- **Problem requirements**
In the records below, locate the line containing "Can you find the concrete"; output that line and every following line through the last, exactly.

* * * * *

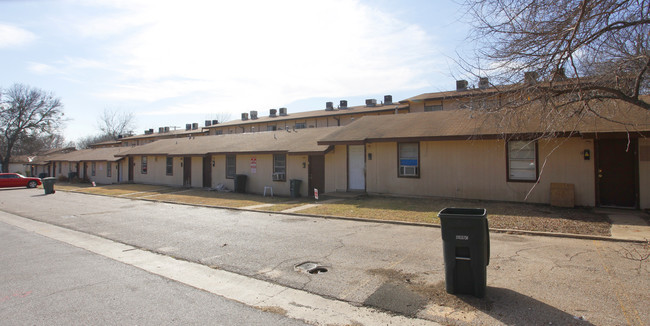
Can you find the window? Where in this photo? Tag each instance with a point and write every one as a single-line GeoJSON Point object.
{"type": "Point", "coordinates": [143, 165]}
{"type": "Point", "coordinates": [231, 166]}
{"type": "Point", "coordinates": [279, 167]}
{"type": "Point", "coordinates": [522, 161]}
{"type": "Point", "coordinates": [431, 108]}
{"type": "Point", "coordinates": [409, 159]}
{"type": "Point", "coordinates": [169, 166]}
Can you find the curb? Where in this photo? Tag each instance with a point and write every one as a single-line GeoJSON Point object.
{"type": "Point", "coordinates": [370, 220]}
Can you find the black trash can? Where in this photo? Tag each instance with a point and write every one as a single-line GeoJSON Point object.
{"type": "Point", "coordinates": [466, 248]}
{"type": "Point", "coordinates": [294, 187]}
{"type": "Point", "coordinates": [240, 183]}
{"type": "Point", "coordinates": [48, 185]}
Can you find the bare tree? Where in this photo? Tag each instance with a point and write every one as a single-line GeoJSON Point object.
{"type": "Point", "coordinates": [570, 51]}
{"type": "Point", "coordinates": [114, 123]}
{"type": "Point", "coordinates": [26, 112]}
{"type": "Point", "coordinates": [32, 144]}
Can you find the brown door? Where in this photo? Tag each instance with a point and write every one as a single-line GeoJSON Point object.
{"type": "Point", "coordinates": [316, 174]}
{"type": "Point", "coordinates": [616, 172]}
{"type": "Point", "coordinates": [187, 171]}
{"type": "Point", "coordinates": [207, 172]}
{"type": "Point", "coordinates": [131, 167]}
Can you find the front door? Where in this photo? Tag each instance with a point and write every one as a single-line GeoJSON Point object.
{"type": "Point", "coordinates": [356, 168]}
{"type": "Point", "coordinates": [187, 171]}
{"type": "Point", "coordinates": [316, 174]}
{"type": "Point", "coordinates": [131, 167]}
{"type": "Point", "coordinates": [616, 172]}
{"type": "Point", "coordinates": [207, 172]}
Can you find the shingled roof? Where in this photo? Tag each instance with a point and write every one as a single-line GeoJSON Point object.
{"type": "Point", "coordinates": [315, 114]}
{"type": "Point", "coordinates": [472, 124]}
{"type": "Point", "coordinates": [93, 154]}
{"type": "Point", "coordinates": [301, 141]}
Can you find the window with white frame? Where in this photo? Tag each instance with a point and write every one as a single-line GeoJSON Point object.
{"type": "Point", "coordinates": [231, 166]}
{"type": "Point", "coordinates": [522, 160]}
{"type": "Point", "coordinates": [143, 165]}
{"type": "Point", "coordinates": [409, 159]}
{"type": "Point", "coordinates": [279, 167]}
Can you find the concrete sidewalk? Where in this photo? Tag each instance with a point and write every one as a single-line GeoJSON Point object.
{"type": "Point", "coordinates": [628, 224]}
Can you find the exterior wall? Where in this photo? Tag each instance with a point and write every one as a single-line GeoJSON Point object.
{"type": "Point", "coordinates": [263, 176]}
{"type": "Point", "coordinates": [644, 173]}
{"type": "Point", "coordinates": [156, 171]}
{"type": "Point", "coordinates": [336, 169]}
{"type": "Point", "coordinates": [477, 170]}
{"type": "Point", "coordinates": [219, 172]}
{"type": "Point", "coordinates": [100, 173]}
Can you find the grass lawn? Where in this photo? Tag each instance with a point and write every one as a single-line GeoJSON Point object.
{"type": "Point", "coordinates": [515, 216]}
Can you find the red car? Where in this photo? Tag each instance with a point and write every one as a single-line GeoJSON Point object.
{"type": "Point", "coordinates": [18, 180]}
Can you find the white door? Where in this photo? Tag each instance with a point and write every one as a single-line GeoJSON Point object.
{"type": "Point", "coordinates": [357, 167]}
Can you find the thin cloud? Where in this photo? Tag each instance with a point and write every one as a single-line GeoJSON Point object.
{"type": "Point", "coordinates": [12, 36]}
{"type": "Point", "coordinates": [255, 54]}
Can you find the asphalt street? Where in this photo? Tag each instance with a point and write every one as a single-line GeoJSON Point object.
{"type": "Point", "coordinates": [47, 282]}
{"type": "Point", "coordinates": [531, 280]}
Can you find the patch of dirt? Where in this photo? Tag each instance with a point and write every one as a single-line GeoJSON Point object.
{"type": "Point", "coordinates": [434, 293]}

* * * * *

- **Exercise result**
Can you find the concrete sidewalk? Where in this photo? Tag each instance with a point and write every one as a single-line GeoJSON Point object.
{"type": "Point", "coordinates": [628, 224]}
Can you find the exterior wall? Where in this photo? Tag each instance with a point and write every one as a single-line GeoJSON Point object.
{"type": "Point", "coordinates": [263, 176]}
{"type": "Point", "coordinates": [644, 173]}
{"type": "Point", "coordinates": [156, 171]}
{"type": "Point", "coordinates": [336, 169]}
{"type": "Point", "coordinates": [477, 170]}
{"type": "Point", "coordinates": [219, 172]}
{"type": "Point", "coordinates": [100, 173]}
Can you find the grass lawn? Where in this photo? Tag each instance with a point and write every one as a single-line GeoJSON Point object.
{"type": "Point", "coordinates": [515, 216]}
Can you find the red car? Where in this photo? Tag each instance with a point and write every one as a single-line GeoJSON Point object.
{"type": "Point", "coordinates": [18, 180]}
Can you find the white door? Where in this photo? Tag each instance with a point and write every one as a single-line GeoJSON Point object.
{"type": "Point", "coordinates": [357, 167]}
Can you find the thin cloud? Where in this photo? Tag each instance with a point and write every one as a single-line GeoJSON Point object.
{"type": "Point", "coordinates": [12, 36]}
{"type": "Point", "coordinates": [255, 54]}
Can you find the asphalt street? Where in this photo? Tag each instance with a point and write every one as a single-line GeoJSON Point object.
{"type": "Point", "coordinates": [47, 282]}
{"type": "Point", "coordinates": [531, 280]}
Can you find the patch of dirt? Where in this photo? Tag each instance with a point and write every one as a single-line GeoJSON Point object.
{"type": "Point", "coordinates": [434, 293]}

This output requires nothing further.